Photo-based point-labeling data

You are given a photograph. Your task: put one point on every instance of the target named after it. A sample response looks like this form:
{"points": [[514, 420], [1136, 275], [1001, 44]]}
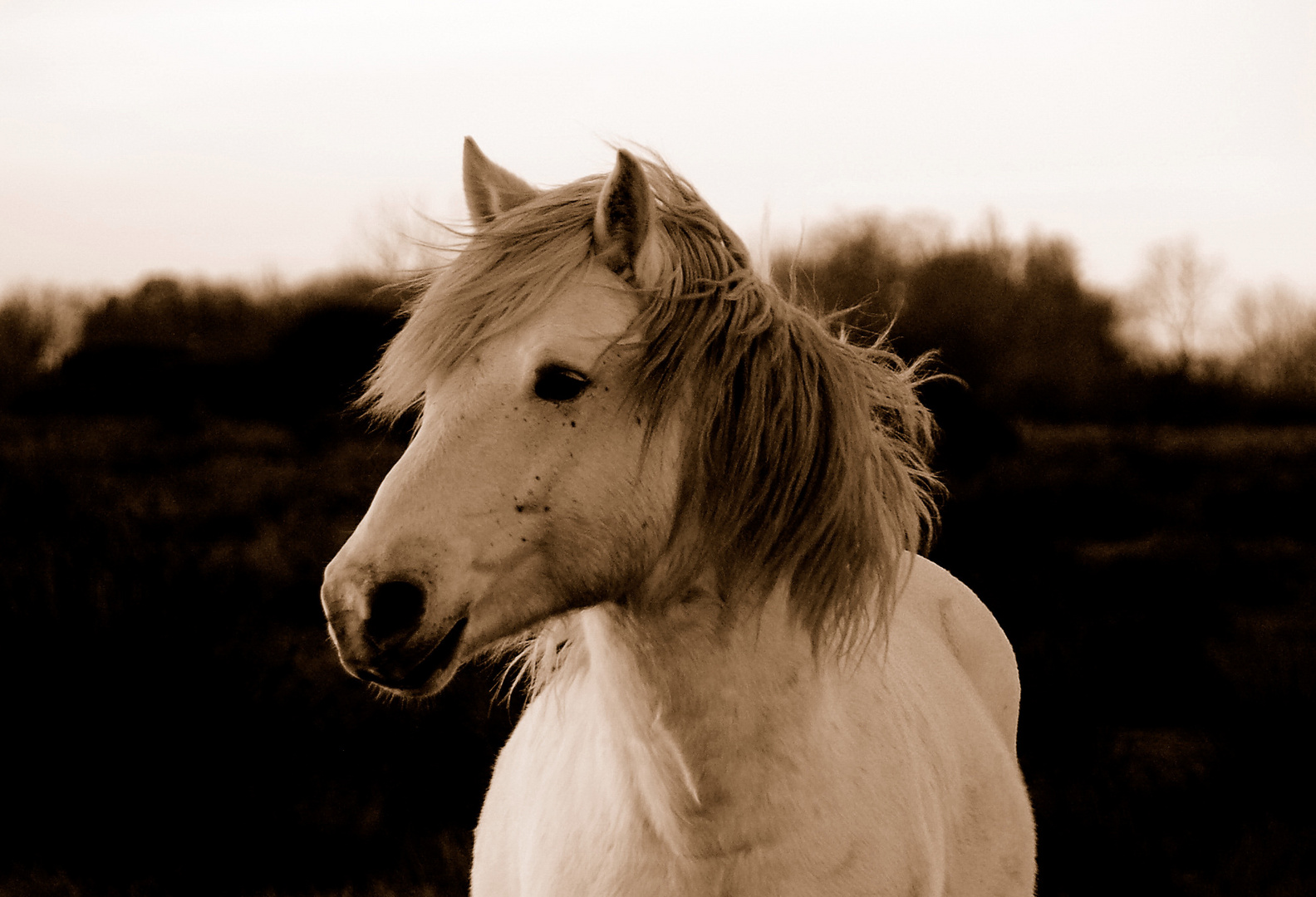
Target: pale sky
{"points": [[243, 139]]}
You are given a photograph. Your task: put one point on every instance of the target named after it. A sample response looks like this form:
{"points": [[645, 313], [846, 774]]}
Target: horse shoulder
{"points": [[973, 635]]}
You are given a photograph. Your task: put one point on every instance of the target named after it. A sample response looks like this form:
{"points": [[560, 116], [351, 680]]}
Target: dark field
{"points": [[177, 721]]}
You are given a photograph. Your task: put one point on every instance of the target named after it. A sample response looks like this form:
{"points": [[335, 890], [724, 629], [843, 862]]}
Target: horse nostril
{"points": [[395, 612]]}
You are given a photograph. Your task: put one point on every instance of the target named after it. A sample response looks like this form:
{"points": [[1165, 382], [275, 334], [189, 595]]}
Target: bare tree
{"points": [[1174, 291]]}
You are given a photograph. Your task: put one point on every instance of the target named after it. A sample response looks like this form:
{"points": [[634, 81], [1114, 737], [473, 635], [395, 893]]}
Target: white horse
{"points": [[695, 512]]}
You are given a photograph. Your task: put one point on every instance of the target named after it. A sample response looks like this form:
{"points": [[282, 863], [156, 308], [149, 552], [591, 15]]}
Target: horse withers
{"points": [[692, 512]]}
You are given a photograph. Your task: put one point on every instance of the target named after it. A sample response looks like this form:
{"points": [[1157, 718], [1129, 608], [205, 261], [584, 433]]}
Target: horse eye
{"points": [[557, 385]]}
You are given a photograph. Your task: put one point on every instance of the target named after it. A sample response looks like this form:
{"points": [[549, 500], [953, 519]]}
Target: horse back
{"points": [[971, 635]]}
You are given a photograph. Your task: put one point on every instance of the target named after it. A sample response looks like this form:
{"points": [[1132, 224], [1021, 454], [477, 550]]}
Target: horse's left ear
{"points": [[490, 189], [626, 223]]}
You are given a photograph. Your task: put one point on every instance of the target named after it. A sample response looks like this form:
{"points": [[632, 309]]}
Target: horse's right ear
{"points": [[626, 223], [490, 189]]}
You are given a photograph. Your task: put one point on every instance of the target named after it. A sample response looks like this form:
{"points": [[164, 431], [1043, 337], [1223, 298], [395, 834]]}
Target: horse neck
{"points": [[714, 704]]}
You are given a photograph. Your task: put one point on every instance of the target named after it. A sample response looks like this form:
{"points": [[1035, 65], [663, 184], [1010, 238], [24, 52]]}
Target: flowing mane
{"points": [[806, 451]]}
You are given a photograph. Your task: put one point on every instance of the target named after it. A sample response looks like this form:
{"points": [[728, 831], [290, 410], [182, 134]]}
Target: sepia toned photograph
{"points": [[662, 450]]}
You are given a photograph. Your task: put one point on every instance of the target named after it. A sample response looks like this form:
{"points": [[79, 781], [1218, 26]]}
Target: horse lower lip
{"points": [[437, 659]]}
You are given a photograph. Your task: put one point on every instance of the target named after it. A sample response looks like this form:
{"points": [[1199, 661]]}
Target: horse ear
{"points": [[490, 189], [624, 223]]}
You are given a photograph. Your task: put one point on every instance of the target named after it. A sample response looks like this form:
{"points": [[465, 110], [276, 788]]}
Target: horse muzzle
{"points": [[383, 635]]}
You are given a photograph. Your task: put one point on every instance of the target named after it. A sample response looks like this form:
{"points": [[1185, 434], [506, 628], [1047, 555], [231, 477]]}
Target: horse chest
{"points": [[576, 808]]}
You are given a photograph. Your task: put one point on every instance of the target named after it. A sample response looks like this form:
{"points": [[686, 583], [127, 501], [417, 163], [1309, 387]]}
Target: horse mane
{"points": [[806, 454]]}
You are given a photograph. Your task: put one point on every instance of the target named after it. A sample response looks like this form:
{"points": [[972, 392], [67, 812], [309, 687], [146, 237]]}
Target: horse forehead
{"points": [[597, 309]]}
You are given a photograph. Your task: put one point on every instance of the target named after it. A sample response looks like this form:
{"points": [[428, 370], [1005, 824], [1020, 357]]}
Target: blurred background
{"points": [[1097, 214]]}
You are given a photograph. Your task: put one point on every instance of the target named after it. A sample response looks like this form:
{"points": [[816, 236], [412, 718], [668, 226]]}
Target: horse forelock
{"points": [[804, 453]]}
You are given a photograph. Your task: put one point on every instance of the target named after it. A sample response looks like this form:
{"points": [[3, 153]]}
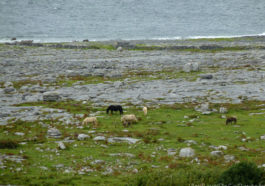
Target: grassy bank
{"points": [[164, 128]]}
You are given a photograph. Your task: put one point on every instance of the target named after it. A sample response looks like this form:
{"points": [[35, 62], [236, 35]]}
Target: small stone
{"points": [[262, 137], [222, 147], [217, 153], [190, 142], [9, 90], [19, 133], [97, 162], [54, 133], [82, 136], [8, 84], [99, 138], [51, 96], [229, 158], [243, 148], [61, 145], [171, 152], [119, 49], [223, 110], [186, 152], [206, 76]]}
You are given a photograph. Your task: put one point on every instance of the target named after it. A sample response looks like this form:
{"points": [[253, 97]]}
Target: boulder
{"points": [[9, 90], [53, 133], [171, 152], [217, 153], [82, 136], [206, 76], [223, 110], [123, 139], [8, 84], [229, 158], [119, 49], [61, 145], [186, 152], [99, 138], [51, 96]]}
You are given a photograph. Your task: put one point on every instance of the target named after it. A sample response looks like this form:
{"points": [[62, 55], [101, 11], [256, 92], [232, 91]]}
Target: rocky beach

* [Directive] Pick out every line above that contains the word "mane" and copy each one. Matches must have the same uppercase and lowercase letters.

* [Problem solution]
Target: flowing mane
Target: horse mane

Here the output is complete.